### Work to be completed
Copy each of the lines that follow verbatim, with every character unchanged.

### Records for the exercise
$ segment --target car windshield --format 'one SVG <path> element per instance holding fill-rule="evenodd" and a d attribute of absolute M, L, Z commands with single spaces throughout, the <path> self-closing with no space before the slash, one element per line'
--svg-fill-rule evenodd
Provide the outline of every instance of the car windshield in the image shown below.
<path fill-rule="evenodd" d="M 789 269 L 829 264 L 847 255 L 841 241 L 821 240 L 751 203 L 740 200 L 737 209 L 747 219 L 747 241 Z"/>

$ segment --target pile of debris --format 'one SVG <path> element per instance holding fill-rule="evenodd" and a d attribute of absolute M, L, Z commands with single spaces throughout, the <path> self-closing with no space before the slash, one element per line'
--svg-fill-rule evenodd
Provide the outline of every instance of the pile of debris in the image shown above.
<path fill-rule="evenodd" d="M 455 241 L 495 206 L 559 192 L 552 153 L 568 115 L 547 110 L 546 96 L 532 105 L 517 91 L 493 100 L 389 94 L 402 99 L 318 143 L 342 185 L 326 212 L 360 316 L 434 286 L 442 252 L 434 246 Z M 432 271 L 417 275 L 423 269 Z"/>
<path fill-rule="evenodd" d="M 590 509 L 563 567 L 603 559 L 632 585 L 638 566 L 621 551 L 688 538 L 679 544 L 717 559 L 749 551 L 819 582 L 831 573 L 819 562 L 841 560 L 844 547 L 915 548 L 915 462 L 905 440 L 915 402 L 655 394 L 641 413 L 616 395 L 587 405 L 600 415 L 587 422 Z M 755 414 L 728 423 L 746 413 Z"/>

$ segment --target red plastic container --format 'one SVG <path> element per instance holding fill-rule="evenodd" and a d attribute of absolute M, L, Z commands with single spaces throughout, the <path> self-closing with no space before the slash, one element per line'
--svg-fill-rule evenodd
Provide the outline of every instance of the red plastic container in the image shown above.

### Expected answer
$ segment --target car windshield --format 'one SVG <path> element per instance holding fill-rule="evenodd" and a d attribute of absolute M, L, Z commands with single spaces throughout, the <path> self-closing with no space before the slash, one element per line'
--svg-fill-rule evenodd
Provide the outline of every instance of the car windshield in the image shown below.
<path fill-rule="evenodd" d="M 789 269 L 829 264 L 847 255 L 841 241 L 821 240 L 751 203 L 740 200 L 737 209 L 747 219 L 747 241 Z"/>

$ segment --target pile of debris --format 'one SVG <path> element per instance holding fill-rule="evenodd" and a d attribute of absolute M, L, Z commands with single spaces throughout, the <path> self-closing with no space before the slash, one element per line'
--svg-fill-rule evenodd
Provide the outline of every instance of the pile of debris in the image shown above.
<path fill-rule="evenodd" d="M 455 241 L 495 206 L 559 192 L 552 153 L 568 115 L 547 110 L 546 96 L 532 105 L 517 91 L 493 100 L 389 94 L 402 99 L 318 143 L 342 185 L 326 212 L 360 316 L 434 286 L 442 252 L 434 246 Z M 432 271 L 417 275 L 423 269 Z"/>
<path fill-rule="evenodd" d="M 590 509 L 563 567 L 603 559 L 632 585 L 638 566 L 621 551 L 688 538 L 679 544 L 717 559 L 749 551 L 819 582 L 831 573 L 819 562 L 841 560 L 844 547 L 915 548 L 915 462 L 905 440 L 915 402 L 655 394 L 641 413 L 616 395 L 587 405 L 600 415 L 587 422 Z M 755 414 L 728 423 L 746 413 Z"/>

$ segment --target red plastic container --format 'one SVG <path> element per instance holding fill-rule="evenodd" and a d attribute of absolute M, L, Z commands with single spaces throughout, the <path> self-closing with no space before the slash, one element per line'
--svg-fill-rule evenodd
Provide the outline of every instance of the red plastic container in the image shown above.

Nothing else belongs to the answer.